**Problem description**:
Each line from the one holding "dark boot, given" to the end of the data below must be output verbatim, with no other lines.

**Records provided**:
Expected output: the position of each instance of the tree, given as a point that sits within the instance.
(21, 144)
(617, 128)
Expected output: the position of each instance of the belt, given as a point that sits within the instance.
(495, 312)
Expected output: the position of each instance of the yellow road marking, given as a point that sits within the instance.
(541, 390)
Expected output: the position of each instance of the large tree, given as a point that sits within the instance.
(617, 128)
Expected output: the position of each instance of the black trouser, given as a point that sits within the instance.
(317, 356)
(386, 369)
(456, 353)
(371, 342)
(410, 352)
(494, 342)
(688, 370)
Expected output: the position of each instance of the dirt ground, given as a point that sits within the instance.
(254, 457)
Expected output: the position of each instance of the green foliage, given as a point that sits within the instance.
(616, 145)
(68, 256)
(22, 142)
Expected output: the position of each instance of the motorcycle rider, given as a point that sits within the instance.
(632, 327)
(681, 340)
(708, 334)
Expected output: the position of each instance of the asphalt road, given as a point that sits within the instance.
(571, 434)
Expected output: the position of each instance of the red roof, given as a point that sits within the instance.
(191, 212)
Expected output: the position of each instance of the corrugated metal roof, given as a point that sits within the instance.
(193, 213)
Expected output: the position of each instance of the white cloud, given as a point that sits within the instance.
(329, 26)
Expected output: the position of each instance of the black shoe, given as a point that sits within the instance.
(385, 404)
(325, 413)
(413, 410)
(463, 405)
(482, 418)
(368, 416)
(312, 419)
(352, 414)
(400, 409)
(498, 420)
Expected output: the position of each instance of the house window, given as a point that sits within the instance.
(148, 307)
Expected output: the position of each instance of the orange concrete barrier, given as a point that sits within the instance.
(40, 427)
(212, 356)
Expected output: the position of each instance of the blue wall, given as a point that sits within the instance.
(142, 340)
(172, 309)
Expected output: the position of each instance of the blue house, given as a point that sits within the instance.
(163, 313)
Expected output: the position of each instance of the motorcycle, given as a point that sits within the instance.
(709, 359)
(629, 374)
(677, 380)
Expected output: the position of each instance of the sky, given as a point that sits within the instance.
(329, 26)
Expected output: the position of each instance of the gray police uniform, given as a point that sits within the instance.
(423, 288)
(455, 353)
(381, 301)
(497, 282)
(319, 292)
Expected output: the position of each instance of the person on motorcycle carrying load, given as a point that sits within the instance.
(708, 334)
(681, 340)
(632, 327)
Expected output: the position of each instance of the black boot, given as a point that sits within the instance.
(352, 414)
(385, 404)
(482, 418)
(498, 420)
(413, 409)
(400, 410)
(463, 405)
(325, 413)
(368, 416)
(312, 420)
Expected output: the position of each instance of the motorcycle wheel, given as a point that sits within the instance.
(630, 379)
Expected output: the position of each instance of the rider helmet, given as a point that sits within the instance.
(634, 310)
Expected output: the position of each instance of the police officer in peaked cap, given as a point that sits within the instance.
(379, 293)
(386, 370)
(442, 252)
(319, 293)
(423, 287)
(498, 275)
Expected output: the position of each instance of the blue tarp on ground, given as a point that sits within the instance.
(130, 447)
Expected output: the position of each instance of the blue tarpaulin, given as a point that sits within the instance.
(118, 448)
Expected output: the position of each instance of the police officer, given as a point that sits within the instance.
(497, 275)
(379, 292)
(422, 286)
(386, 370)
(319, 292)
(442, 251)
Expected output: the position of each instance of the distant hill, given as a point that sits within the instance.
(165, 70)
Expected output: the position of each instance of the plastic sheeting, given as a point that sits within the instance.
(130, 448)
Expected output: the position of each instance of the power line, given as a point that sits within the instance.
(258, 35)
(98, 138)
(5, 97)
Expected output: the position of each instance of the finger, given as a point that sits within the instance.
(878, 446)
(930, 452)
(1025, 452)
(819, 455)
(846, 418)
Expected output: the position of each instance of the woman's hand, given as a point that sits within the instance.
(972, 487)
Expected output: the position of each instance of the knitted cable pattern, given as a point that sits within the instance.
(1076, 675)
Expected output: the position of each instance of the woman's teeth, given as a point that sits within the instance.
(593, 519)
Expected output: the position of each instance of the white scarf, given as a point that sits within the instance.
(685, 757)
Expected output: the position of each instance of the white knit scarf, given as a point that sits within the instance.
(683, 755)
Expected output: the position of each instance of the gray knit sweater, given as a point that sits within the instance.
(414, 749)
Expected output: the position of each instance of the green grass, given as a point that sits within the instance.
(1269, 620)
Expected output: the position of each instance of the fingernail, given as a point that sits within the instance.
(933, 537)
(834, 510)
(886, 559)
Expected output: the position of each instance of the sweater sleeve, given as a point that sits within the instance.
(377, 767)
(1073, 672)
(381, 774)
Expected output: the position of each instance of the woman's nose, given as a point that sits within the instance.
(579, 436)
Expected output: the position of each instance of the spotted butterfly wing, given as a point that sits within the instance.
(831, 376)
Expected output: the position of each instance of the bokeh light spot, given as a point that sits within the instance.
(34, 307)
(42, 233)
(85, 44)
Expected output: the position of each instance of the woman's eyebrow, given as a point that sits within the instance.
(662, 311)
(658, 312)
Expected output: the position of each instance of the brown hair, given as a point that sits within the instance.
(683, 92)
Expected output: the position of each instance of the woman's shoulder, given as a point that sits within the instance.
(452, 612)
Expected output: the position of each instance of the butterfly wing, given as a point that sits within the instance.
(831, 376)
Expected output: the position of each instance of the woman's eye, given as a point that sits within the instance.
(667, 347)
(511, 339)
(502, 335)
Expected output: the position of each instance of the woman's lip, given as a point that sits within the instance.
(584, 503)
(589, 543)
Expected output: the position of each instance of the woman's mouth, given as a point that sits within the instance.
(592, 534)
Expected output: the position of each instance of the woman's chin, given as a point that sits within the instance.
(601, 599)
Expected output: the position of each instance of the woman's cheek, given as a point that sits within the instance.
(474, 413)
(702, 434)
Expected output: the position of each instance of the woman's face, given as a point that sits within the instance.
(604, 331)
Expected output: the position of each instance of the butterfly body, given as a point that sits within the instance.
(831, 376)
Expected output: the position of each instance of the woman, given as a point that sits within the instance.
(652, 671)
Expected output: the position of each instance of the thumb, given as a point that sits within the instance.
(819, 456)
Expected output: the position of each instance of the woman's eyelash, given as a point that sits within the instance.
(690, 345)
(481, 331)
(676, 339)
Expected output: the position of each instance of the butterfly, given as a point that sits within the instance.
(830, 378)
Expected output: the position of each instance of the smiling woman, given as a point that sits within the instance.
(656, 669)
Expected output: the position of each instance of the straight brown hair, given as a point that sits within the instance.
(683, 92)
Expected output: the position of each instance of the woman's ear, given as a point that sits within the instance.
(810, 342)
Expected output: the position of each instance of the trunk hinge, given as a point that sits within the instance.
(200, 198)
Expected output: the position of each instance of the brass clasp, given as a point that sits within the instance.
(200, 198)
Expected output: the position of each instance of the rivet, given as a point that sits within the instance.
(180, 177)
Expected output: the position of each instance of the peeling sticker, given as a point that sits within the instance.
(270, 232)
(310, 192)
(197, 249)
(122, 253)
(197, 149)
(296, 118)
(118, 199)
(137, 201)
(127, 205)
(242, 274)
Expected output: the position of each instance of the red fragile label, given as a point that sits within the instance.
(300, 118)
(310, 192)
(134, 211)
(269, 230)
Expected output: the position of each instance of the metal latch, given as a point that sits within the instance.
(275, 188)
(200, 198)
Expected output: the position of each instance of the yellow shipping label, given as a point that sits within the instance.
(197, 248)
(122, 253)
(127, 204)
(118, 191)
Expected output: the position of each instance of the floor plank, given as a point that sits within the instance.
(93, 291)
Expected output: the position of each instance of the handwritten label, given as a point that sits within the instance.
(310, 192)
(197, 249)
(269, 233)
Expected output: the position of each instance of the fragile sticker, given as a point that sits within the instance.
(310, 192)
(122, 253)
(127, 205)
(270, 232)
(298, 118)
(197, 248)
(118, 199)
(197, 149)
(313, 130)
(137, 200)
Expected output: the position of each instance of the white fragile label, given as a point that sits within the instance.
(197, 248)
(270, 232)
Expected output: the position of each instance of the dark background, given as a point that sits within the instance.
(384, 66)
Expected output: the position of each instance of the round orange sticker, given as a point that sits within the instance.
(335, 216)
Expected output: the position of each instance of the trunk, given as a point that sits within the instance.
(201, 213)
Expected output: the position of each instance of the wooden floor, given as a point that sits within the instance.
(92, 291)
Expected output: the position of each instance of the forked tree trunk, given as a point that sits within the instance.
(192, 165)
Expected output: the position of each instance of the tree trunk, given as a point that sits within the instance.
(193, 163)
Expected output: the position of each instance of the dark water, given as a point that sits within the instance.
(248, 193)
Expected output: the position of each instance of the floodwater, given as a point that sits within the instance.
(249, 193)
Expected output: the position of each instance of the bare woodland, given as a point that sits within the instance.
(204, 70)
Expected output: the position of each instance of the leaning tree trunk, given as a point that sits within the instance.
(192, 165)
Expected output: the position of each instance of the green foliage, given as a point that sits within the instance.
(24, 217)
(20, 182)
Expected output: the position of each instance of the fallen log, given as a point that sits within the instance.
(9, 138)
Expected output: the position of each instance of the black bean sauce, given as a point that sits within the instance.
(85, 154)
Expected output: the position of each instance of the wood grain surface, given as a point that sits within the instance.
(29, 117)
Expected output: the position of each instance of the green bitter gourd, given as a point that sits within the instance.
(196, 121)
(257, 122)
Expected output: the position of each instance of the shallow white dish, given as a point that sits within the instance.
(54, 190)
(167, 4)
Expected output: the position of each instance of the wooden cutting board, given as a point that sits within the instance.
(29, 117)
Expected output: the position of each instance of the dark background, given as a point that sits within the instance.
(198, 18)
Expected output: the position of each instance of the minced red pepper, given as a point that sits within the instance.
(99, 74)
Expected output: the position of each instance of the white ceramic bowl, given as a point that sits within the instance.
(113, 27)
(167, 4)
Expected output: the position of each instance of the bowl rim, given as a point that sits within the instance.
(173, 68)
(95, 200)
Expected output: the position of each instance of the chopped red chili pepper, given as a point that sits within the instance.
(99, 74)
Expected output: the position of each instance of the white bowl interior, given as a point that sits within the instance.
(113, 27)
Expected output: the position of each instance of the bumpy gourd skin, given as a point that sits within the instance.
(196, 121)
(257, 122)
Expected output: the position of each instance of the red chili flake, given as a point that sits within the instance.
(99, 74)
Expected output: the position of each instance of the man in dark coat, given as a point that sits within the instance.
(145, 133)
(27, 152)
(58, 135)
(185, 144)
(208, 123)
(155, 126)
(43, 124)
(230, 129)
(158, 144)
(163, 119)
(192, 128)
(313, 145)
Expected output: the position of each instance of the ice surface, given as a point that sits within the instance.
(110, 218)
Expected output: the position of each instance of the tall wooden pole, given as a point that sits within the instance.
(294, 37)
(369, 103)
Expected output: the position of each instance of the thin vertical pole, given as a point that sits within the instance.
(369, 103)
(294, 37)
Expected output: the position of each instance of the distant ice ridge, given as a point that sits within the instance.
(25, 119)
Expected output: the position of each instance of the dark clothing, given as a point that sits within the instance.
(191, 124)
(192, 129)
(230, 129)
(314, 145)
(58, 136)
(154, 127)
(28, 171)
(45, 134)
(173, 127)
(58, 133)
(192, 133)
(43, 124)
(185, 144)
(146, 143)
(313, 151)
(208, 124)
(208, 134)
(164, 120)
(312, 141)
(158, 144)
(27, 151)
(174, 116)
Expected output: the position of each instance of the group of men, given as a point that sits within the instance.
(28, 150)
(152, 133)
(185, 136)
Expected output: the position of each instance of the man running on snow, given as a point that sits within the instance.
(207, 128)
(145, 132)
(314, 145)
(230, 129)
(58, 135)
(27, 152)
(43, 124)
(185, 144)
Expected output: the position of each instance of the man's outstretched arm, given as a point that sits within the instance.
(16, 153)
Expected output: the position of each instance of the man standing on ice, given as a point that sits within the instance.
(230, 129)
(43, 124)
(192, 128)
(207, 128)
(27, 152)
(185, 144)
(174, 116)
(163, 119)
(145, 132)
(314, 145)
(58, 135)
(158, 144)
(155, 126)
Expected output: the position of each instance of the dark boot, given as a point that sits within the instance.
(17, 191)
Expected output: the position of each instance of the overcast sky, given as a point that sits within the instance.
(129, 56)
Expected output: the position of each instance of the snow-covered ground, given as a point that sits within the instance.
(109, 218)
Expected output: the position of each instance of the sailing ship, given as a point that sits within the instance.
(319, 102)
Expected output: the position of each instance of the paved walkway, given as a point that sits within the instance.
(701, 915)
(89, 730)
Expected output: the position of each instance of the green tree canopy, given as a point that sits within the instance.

**Result of the task**:
Expected output: the position of each instance of the dark boot, given as a point that sits within the instance.
(17, 191)
Expected output: the position of each instance of the overcast sky, given as a point that sits within the instance.
(129, 56)
Expected output: the position of each instance of the snow-covered ground, given as a point that sits within the instance.
(109, 218)
Expected output: the position of each instance of the sailing ship, given as a point that sits within the instance.
(319, 102)
Expected output: the position of each instance of the paved walkway, given as a point that sits within the instance.
(701, 915)
(89, 730)
Expected output: the position of each instance of the green tree canopy, given as a point that sits within the instance.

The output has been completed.